─── Source document

More You Eat Home-Cooked Meals, The Better Your Diet, Study Finds
SEATTLE — Just by way of cooking your own food, you’re likely enjoying a healthier diet than those who rely on eating out, a new study finds.
Researchers at the University of Washington interviewed 437 residents of nearby King County, asking them to fill out a questionnaire detailing their eating experiences. They compared this data to a metric devised by the USDA called the Healthy Eating Index.
The index, which evaluates one’s compliance with federal guidelines set for a healthy diet, is weighted on a 100-point scale.
The study showed that those who cooked at home about three times a week had an index score of 67. That score rose to 74, however, for individuals who doubled their at-home cooking rate to about six times a week.
The home-cooked meals saw families enjoying diets lower in calories, sugar, and fat, the study determined, without adding any extra weight to a monthly food budget.
“By cooking more often at home, you have a better diet at no significant cost increase, while if you go out more, you have a less healthy diet at a higher cost,” notes Adam Drewnowski, the study’s lead researcher and a professor of epidemiology, in a university release. “The differences were significant, even with a relatively small study sample.”
With about half of all food expenditures being spent on food prepared outside the house, this study may help illuminate a potential cause for high rates of obesity and malnutrition— more than a third of Americans are obese, while only one-fifth meet the USDA’s dietary guidelines.
Americans generally work more than individuals from other Western nations, which may lead to what epidemiologists call “time poverty,” making the habit of cooking a luxury.
Interestingly, the researchers didn’t find a correlation between income or education level and one’s propensity to eat out. Common wisdom would suggest that those who are poorer might resort to eating fast food.
While the study involved self-reporting— a methodology prone to faulty memory— Drewnowski explained that the vast majority of nutritional research is done this way.
The study’s relatively small sample size also warrants further examination.
The findings were published in the American Journal of Preventive Medicine.

──────

» Task details
According to the study on home-cooked meals, what Healthy Eating Index score did people who cooked at home about six times a week have?

─── Given records

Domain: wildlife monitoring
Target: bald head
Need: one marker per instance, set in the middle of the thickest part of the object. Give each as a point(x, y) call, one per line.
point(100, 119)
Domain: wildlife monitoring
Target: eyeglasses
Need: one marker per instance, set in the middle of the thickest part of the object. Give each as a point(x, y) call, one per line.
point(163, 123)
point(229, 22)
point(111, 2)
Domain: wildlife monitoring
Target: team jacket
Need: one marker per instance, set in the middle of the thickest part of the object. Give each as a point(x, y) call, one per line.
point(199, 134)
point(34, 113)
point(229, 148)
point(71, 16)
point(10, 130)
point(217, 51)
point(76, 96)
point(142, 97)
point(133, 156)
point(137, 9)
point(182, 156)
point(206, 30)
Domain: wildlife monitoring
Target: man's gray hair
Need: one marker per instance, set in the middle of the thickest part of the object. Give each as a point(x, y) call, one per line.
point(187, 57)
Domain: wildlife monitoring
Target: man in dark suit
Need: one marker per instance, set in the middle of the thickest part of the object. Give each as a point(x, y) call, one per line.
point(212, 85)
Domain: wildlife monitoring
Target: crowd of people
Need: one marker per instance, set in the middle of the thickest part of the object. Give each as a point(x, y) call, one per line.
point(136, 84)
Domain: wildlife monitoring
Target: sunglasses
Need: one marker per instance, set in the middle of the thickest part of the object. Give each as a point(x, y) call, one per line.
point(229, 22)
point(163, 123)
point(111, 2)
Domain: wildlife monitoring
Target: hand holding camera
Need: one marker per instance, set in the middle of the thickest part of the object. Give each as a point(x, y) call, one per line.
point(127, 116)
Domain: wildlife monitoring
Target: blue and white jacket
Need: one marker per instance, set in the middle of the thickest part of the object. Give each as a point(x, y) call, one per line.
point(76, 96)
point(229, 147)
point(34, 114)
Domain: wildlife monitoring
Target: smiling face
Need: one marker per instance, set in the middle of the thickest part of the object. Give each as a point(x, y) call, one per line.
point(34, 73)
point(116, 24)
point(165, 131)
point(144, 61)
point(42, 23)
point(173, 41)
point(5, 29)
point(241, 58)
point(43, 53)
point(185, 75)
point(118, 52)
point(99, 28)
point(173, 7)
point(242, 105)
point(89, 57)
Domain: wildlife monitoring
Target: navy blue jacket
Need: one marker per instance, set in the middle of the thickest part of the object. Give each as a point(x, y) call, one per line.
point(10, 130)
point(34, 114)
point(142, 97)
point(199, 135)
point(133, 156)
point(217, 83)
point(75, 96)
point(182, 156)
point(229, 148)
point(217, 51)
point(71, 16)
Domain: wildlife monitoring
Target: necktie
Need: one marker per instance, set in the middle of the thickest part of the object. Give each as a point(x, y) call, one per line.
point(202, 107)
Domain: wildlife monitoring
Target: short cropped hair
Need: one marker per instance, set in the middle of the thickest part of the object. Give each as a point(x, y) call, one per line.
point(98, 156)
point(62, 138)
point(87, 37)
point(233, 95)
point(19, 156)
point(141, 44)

──────

» Task solution
74